> [Given instruction]
Please reproduce every one of the records below line for line, without changing a single character.

> [Data for processing]
--
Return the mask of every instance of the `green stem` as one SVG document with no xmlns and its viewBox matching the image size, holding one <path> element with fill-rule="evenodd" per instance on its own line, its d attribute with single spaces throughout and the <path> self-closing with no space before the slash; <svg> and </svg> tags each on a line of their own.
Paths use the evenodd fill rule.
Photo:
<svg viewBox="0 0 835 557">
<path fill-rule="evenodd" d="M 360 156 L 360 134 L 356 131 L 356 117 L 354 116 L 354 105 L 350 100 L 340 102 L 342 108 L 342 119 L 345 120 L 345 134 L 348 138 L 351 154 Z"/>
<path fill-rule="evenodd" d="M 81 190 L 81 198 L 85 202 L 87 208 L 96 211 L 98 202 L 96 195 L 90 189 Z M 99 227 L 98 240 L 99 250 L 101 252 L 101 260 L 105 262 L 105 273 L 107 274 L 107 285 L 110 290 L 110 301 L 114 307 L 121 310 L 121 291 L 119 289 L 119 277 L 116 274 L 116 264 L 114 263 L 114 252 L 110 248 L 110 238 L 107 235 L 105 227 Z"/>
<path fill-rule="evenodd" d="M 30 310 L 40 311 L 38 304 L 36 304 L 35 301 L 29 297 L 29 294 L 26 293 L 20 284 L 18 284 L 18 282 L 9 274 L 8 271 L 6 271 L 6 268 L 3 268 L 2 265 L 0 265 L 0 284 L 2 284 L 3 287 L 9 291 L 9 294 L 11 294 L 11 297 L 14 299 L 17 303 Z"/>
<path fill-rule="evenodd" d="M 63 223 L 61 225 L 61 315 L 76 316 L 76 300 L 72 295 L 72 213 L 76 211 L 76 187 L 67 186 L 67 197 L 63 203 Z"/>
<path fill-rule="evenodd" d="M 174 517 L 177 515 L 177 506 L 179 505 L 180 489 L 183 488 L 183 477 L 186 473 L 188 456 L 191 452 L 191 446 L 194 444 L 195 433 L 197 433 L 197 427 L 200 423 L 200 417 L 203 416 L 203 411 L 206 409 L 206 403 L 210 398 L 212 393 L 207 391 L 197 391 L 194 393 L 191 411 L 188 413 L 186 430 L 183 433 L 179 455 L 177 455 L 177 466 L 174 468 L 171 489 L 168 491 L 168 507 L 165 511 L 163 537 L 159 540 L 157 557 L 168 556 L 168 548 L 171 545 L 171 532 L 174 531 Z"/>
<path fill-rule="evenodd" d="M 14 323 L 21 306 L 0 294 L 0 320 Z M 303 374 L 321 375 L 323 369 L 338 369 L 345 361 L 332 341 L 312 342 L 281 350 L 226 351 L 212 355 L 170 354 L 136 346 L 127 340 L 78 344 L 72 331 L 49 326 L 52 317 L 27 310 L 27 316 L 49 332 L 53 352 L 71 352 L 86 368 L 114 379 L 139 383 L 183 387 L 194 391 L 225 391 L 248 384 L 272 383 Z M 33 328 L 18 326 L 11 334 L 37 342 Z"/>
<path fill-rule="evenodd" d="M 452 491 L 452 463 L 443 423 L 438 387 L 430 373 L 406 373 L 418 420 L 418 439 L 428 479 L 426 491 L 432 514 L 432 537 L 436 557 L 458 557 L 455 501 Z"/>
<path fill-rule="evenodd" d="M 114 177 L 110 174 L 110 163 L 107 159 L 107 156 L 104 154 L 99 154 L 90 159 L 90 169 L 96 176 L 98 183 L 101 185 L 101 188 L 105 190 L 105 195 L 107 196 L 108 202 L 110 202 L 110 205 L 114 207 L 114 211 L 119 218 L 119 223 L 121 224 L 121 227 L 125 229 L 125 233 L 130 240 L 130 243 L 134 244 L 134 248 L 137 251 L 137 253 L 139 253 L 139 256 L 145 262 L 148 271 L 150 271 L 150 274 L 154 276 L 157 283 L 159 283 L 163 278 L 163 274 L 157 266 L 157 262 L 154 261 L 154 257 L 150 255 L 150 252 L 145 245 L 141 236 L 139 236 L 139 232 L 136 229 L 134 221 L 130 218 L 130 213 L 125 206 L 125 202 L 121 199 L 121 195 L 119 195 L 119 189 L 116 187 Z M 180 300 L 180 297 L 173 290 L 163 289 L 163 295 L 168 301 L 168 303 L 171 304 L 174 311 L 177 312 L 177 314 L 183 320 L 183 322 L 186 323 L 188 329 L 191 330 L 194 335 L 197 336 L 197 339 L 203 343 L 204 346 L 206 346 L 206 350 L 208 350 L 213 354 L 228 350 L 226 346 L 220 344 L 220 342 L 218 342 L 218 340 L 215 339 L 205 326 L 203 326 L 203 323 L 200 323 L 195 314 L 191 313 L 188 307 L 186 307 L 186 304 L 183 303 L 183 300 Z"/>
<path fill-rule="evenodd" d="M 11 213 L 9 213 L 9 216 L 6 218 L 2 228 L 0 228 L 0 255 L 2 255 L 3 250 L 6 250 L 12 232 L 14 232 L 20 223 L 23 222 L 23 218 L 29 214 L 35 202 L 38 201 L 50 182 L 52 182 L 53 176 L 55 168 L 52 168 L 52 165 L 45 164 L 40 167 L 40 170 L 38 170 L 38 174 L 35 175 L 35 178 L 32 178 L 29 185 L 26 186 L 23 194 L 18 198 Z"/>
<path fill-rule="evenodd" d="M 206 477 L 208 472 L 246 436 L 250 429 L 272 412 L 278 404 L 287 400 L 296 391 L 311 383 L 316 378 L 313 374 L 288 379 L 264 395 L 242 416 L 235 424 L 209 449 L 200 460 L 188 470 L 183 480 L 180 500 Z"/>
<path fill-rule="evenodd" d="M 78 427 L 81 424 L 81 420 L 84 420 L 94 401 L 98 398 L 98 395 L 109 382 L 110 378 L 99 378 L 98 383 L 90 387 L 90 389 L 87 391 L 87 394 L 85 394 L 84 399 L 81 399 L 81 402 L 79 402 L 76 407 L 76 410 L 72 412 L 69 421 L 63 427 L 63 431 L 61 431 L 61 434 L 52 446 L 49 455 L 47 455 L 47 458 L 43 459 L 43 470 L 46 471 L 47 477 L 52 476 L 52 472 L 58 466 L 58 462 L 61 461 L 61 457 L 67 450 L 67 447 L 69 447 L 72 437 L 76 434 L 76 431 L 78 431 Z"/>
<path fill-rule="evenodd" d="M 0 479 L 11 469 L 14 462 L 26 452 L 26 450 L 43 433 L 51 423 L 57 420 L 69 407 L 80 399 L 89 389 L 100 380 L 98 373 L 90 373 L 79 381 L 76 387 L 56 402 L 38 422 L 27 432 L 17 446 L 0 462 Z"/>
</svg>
--
> [Problem solution]
Return the mask of every instance of the `green stem` as one SVG document with no xmlns and its viewBox matching the image size, holding one <path> element with fill-rule="evenodd" per instance on its own line, its d attribute with single spaces throughout and the <path> self-closing with no space before the slash; <svg> and </svg> tags each on a line of their own.
Paths use the evenodd fill rule.
Photo:
<svg viewBox="0 0 835 557">
<path fill-rule="evenodd" d="M 360 156 L 360 134 L 356 131 L 356 117 L 354 116 L 354 105 L 350 100 L 340 102 L 342 108 L 342 119 L 345 120 L 345 134 L 348 138 L 351 154 Z"/>
<path fill-rule="evenodd" d="M 81 190 L 81 198 L 85 202 L 87 208 L 96 211 L 98 202 L 96 195 L 90 189 Z M 99 227 L 98 240 L 99 250 L 101 252 L 101 260 L 105 262 L 105 273 L 107 274 L 107 285 L 110 290 L 110 301 L 114 307 L 121 310 L 121 291 L 119 289 L 119 277 L 116 274 L 116 264 L 114 263 L 114 252 L 110 248 L 110 238 L 107 235 L 105 227 Z"/>
<path fill-rule="evenodd" d="M 30 310 L 40 311 L 38 304 L 36 304 L 35 301 L 29 297 L 29 294 L 26 293 L 20 284 L 18 284 L 18 282 L 9 274 L 8 271 L 6 271 L 6 268 L 3 268 L 2 265 L 0 265 L 0 284 L 2 284 L 3 287 L 9 291 L 9 294 L 11 294 L 11 297 L 14 299 L 17 303 Z"/>
<path fill-rule="evenodd" d="M 63 223 L 61 225 L 61 315 L 76 316 L 76 300 L 72 295 L 72 213 L 76 211 L 76 187 L 67 186 L 67 197 L 63 203 Z"/>
<path fill-rule="evenodd" d="M 174 517 L 177 515 L 177 506 L 179 505 L 180 489 L 183 488 L 183 477 L 186 473 L 188 456 L 191 452 L 191 446 L 194 444 L 195 433 L 197 433 L 197 427 L 200 423 L 200 417 L 203 416 L 203 411 L 206 409 L 206 403 L 210 398 L 212 393 L 207 391 L 197 391 L 194 393 L 191 411 L 188 413 L 186 430 L 183 433 L 179 455 L 177 455 L 177 466 L 174 468 L 171 489 L 168 491 L 168 507 L 165 511 L 163 537 L 159 540 L 157 557 L 168 556 L 168 548 L 171 545 L 171 532 L 174 531 Z"/>
<path fill-rule="evenodd" d="M 14 323 L 21 306 L 0 294 L 0 320 Z M 303 374 L 321 375 L 323 369 L 338 369 L 345 361 L 332 341 L 312 342 L 281 350 L 226 351 L 212 355 L 170 354 L 136 346 L 127 340 L 78 344 L 72 331 L 49 326 L 52 317 L 27 310 L 27 316 L 49 332 L 53 352 L 71 352 L 86 368 L 114 379 L 139 383 L 183 387 L 194 391 L 225 391 L 248 384 L 272 383 Z M 33 328 L 18 326 L 11 334 L 37 342 Z"/>
<path fill-rule="evenodd" d="M 452 491 L 452 463 L 443 423 L 438 387 L 430 373 L 406 373 L 418 420 L 418 439 L 428 479 L 426 491 L 432 514 L 432 537 L 436 557 L 458 557 L 455 501 Z"/>
<path fill-rule="evenodd" d="M 114 177 L 110 174 L 110 163 L 107 159 L 107 156 L 104 154 L 99 154 L 90 159 L 90 169 L 96 176 L 98 183 L 101 185 L 101 188 L 105 190 L 105 195 L 107 196 L 108 202 L 110 202 L 110 205 L 114 207 L 114 211 L 119 218 L 119 223 L 121 224 L 121 227 L 125 229 L 125 233 L 130 240 L 130 243 L 134 244 L 134 248 L 137 251 L 137 253 L 139 253 L 139 256 L 145 262 L 148 271 L 150 271 L 150 274 L 154 276 L 157 283 L 159 283 L 163 278 L 163 274 L 157 266 L 157 262 L 154 261 L 154 257 L 150 255 L 150 252 L 145 245 L 141 236 L 139 236 L 139 232 L 136 229 L 134 221 L 130 218 L 130 213 L 125 206 L 125 202 L 121 199 L 121 195 L 119 195 L 119 189 L 116 187 Z M 180 300 L 180 297 L 173 290 L 163 289 L 163 295 L 168 301 L 168 303 L 171 304 L 174 311 L 177 312 L 177 314 L 183 320 L 183 322 L 186 323 L 188 329 L 191 330 L 194 335 L 197 336 L 197 339 L 203 343 L 204 346 L 206 346 L 206 350 L 208 350 L 213 354 L 228 350 L 226 346 L 220 344 L 220 342 L 218 342 L 218 340 L 215 339 L 205 326 L 203 326 L 203 323 L 200 323 L 195 314 L 191 313 L 188 307 L 186 307 L 186 304 L 183 303 L 183 300 Z"/>
<path fill-rule="evenodd" d="M 11 213 L 9 213 L 9 216 L 6 218 L 2 228 L 0 228 L 0 255 L 2 255 L 3 250 L 6 250 L 12 232 L 14 232 L 20 223 L 23 222 L 23 218 L 29 214 L 35 202 L 38 201 L 50 182 L 52 182 L 53 176 L 55 168 L 52 168 L 52 165 L 45 164 L 40 167 L 40 170 L 38 170 L 38 174 L 35 175 L 35 178 L 32 178 L 29 185 L 26 186 L 23 194 L 18 198 Z"/>
<path fill-rule="evenodd" d="M 206 477 L 208 472 L 246 436 L 250 429 L 272 412 L 278 404 L 287 400 L 296 391 L 311 383 L 316 378 L 313 374 L 288 379 L 264 395 L 242 416 L 235 424 L 209 449 L 200 460 L 188 470 L 183 480 L 180 500 Z"/>
<path fill-rule="evenodd" d="M 78 427 L 81 424 L 81 420 L 84 420 L 94 401 L 98 398 L 98 395 L 109 382 L 110 378 L 99 378 L 98 383 L 90 387 L 90 389 L 87 391 L 87 394 L 85 394 L 84 399 L 81 399 L 81 402 L 79 402 L 76 407 L 76 410 L 72 412 L 69 421 L 63 427 L 63 431 L 61 431 L 61 434 L 52 446 L 49 455 L 47 455 L 47 458 L 43 459 L 43 470 L 46 471 L 47 477 L 52 476 L 52 472 L 58 466 L 58 462 L 61 461 L 61 457 L 67 450 L 67 447 L 69 447 L 72 437 L 76 434 L 76 431 L 78 431 Z"/>
<path fill-rule="evenodd" d="M 0 479 L 11 469 L 14 462 L 26 452 L 26 450 L 43 433 L 51 423 L 57 420 L 69 407 L 80 399 L 89 389 L 100 380 L 98 373 L 90 373 L 79 381 L 76 387 L 56 402 L 38 422 L 27 432 L 17 446 L 0 462 Z"/>
</svg>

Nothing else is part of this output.